● **WHAT IS ASKED**:
Below is a set of records; print all of them exactly as written.

Records contained in a dataset
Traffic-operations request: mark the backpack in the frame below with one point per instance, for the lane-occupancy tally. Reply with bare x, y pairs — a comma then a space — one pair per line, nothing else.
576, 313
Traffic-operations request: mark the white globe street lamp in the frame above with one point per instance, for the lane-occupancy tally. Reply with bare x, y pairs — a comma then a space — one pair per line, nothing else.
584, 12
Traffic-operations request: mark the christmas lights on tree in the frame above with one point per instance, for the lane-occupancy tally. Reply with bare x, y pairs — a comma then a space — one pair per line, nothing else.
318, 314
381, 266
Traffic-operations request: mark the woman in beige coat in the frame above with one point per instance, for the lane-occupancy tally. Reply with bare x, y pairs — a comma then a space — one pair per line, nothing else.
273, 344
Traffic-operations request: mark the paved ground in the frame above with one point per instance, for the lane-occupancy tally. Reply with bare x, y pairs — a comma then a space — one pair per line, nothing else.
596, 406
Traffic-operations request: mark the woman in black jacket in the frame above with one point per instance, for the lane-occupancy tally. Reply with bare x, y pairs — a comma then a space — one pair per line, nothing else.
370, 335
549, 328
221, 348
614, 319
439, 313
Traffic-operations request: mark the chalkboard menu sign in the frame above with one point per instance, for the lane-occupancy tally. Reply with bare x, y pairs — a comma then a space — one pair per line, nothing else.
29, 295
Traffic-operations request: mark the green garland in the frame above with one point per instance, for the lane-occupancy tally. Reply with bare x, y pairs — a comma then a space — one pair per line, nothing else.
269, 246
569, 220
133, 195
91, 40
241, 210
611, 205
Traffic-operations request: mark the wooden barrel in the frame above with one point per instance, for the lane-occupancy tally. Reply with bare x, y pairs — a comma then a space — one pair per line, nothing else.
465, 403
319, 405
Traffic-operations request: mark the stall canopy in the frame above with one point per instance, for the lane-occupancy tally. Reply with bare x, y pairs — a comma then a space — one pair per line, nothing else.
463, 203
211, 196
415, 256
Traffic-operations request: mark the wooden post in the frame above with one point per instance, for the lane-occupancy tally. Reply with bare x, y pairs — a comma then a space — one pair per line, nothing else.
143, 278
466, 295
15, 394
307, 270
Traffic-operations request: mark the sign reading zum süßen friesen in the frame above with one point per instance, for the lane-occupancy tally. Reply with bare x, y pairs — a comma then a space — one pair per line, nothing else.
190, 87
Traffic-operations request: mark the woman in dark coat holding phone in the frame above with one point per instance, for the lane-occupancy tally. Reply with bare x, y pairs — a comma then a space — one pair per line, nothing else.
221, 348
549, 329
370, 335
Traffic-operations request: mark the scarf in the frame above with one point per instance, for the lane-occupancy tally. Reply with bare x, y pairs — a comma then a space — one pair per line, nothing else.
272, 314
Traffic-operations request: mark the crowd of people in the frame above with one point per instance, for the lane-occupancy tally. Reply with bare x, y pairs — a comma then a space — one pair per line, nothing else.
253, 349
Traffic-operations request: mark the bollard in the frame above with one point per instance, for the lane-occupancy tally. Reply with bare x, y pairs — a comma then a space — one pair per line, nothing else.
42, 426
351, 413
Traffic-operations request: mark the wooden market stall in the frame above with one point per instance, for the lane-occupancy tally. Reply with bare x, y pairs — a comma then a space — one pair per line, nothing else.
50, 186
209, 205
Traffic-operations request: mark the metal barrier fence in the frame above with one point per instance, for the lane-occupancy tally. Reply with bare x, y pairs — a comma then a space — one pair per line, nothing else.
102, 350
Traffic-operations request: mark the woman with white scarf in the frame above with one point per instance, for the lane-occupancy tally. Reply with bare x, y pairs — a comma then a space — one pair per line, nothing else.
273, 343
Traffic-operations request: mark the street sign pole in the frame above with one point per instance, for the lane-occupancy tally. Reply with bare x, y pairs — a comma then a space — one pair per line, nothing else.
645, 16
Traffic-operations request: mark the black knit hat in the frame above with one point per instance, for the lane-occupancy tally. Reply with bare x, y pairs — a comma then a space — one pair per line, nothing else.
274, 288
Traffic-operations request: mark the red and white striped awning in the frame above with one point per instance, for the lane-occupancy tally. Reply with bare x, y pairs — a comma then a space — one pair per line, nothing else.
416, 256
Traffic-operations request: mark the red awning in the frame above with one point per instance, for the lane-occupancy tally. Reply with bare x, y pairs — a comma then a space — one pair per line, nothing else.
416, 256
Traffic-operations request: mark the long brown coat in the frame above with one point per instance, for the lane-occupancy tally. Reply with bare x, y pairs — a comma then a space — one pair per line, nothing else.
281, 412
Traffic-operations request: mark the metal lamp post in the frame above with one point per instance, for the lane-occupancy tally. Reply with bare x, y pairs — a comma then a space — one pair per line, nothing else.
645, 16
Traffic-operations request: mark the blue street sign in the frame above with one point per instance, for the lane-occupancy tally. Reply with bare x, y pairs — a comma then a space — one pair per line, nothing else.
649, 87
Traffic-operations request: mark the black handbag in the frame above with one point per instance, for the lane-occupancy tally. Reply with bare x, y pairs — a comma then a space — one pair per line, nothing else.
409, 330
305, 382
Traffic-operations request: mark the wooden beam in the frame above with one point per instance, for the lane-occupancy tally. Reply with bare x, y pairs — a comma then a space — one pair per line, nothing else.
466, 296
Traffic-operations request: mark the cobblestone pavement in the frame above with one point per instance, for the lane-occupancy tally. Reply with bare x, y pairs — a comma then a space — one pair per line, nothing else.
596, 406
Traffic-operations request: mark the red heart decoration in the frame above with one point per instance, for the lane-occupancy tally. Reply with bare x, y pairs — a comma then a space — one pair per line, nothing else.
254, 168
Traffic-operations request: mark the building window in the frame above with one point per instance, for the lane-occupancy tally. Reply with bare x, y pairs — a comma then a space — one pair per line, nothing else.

● **CORRECT OUTPUT**:
Traffic-operations request: mark the backpack in the frame below with one point per instance, for the lane-occupancy tally. Reply with bare x, y pairs — a comma then a space — one pair per line, nothing else.
576, 313
Traffic-operations request: mark the white globe street lamp in the frame above with one point per instance, for the lane-occupancy tally. Reply with bare x, y pairs — a comma then a space — one pair per line, nothing else.
584, 12
Traffic-operations request: mark the christmas lights on tree in the frame above with one point per instance, for the lane-occupancy tally. Reply with bare x, y pairs — a comma then a space — one pair per line, nothing else.
318, 314
381, 266
Traffic-operations request: mark the woman in beige coat in the frame above with one point per instance, for the lane-occupancy tally. Reply with bare x, y pairs — a comma then a space — one pair per line, nothing else.
273, 344
Traffic-operations request: mark the paved ground in the frame above with one point per instance, for the lane-occupancy tally. Reply with bare x, y pairs — a comma then a space — one pair per line, nothing else.
596, 406
Traffic-operations request: mark the woman in black jacket in the frame above with one point per instance, for the lane-occupancy tally. Reply with bare x, y pairs — a comma then a space — one pair per line, nothing else.
370, 335
549, 328
221, 348
614, 319
439, 313
Traffic-operations request: mark the chalkboard menu sign in the frame above with one point per instance, for the lane-occupancy tally. Reply with bare x, y pairs — a comma then a space — one pair per line, nothing else.
29, 295
Traffic-operations request: mark the green garland in the frame above with one point per instance, for the lane-occupancy tally. Reply with bare x, y pairs — a comma then a space — one pair per line, nothing else.
269, 246
569, 220
133, 195
91, 40
241, 210
611, 205
Traffic-operations request: mark the wooden barrel in the frame above with one point per instance, for the lane-occupancy tally. Reply with bare x, y pairs — a comma then a space — one pair per line, nothing else.
465, 403
319, 405
Traffic-operations request: mark the stall canopy in the frame above with one point per instance, for the lane-occupancy tally. Reply with bare x, y pairs — a comma then a space — one pair per line, nothing else.
463, 203
211, 196
415, 256
Traffic-operations request: mark the wooden post in the frame above with one point per instance, for the lane-occupancy tally. Reply with bare x, y pairs — a comma then a space — one pair per line, nothing else.
143, 278
466, 295
15, 394
307, 270
Traffic-operations request: mark the sign reading zum süßen friesen in the frame above with one point per instance, for the lane-occupancy tally. Reply with bare x, y pairs — a comma then a space — one pair per line, nothing else.
190, 87
Traffic-operations request: mark the woman in dark coat holding phone in the frame above with one point per instance, for the lane-occupancy tally. Reply with bare x, y pairs — a comma then a space — one pair per line, nothing else.
221, 348
549, 329
370, 335
Traffic-operations request: mark the scarf in the frame above with one point per instance, for the lane-occupancy tally. Reply with bare x, y pairs — a comma then a space — one pair per line, nothing else.
272, 314
Traffic-operations request: mark the crowd of people in the frame above with one point per instance, for the lane-occupancy tally. Reply with bare x, y pairs — a comma then a space — one pair per line, nothing else.
253, 349
Traffic-operations request: mark the bollard in the frame above with one point per instance, for the lane-occupancy tally. Reply with bare x, y pairs — a comma then a space — one pair per line, nothing else.
42, 426
351, 413
Traffic-operations request: mark the wooden market stall in the frame above with one point per instance, for the lane-occupancy tally. Reply with bare x, y pairs — a comma then a space — one pair per line, nothing else.
50, 186
209, 205
Traffic-operations request: mark the metal barrier fence in the frame above with one point per instance, for the lane-occupancy tally. Reply with bare x, y pairs — a comma then a space — one pair per line, nothing else.
102, 350
Traffic-operations request: mark the woman with white scarf in the frame above with one point per instance, for the lane-occupancy tally. Reply with bare x, y pairs — a comma then a space — one pair per line, nothing else.
273, 343
Traffic-operations request: mark the street sign pole in the frame above with one point per instance, for the lane-occupancy tally. Reply with bare x, y pairs — a comma then a space — one pair per line, nothing else.
645, 16
Traffic-operations request: mark the black knit hat in the frame above with one point per instance, for the lane-occupancy tally. Reply with bare x, y pairs — a comma then a space — one pair per line, nothing else.
274, 288
Traffic-operations request: mark the red and white striped awning in the frame above with one point per instance, for the lane-occupancy tally. Reply with bare x, y pairs — a comma then a space — one pair per line, nothing else.
416, 256
Traffic-operations request: mark the red awning in the frame above with one point per instance, for the lane-occupancy tally. Reply with bare x, y pairs — a comma then a space — one pair per line, nothing else.
416, 256
Traffic-operations request: mark the long brown coat in the frame above with one point per instance, for the lane-occupancy tally. Reply with bare x, y pairs — a comma then a space — one pair per line, nothing else.
281, 412
Traffic-operations request: mark the metal lamp post in the frame above with one point per instance, for the lane-occupancy tally. Reply with bare x, y pairs — a comma then a space — one pair per line, nothing else.
645, 16
Traffic-operations request: mark the blue street sign in the frame above with one point per instance, for the lane-occupancy tally. Reply with bare x, y pairs — a comma then a space — one pair per line, nothing else.
649, 87
Traffic-operations request: mark the black handbag in the frame above with one point per instance, for the lane-occupancy tally. Reply with bare x, y pairs — a comma then a space — one pair per line, nothing else.
409, 330
305, 382
Traffic-operations request: mark the wooden beam in the frame above with one point per instance, for the lane-occupancy tally. Reply with bare x, y pairs — a comma then a space — one pair per line, nothing else.
466, 296
Traffic-operations request: mark the cobblestone pavement in the frame above with one point per instance, for the lane-occupancy tally. Reply with bare x, y pairs — a comma then a space — one pair per line, nothing else.
596, 406
Traffic-operations request: mark the red heart decoration in the frame above with one point per instance, for the lane-occupancy tally. Reply with bare x, y pairs — a comma then a space — one pair per line, nothing else.
254, 168
Traffic-operations request: mark the building window in the frame above with one point per instance, for the lane-occupancy tally. Reply with bare x, y pairs — a comma then a space — one pair per line, nothing else.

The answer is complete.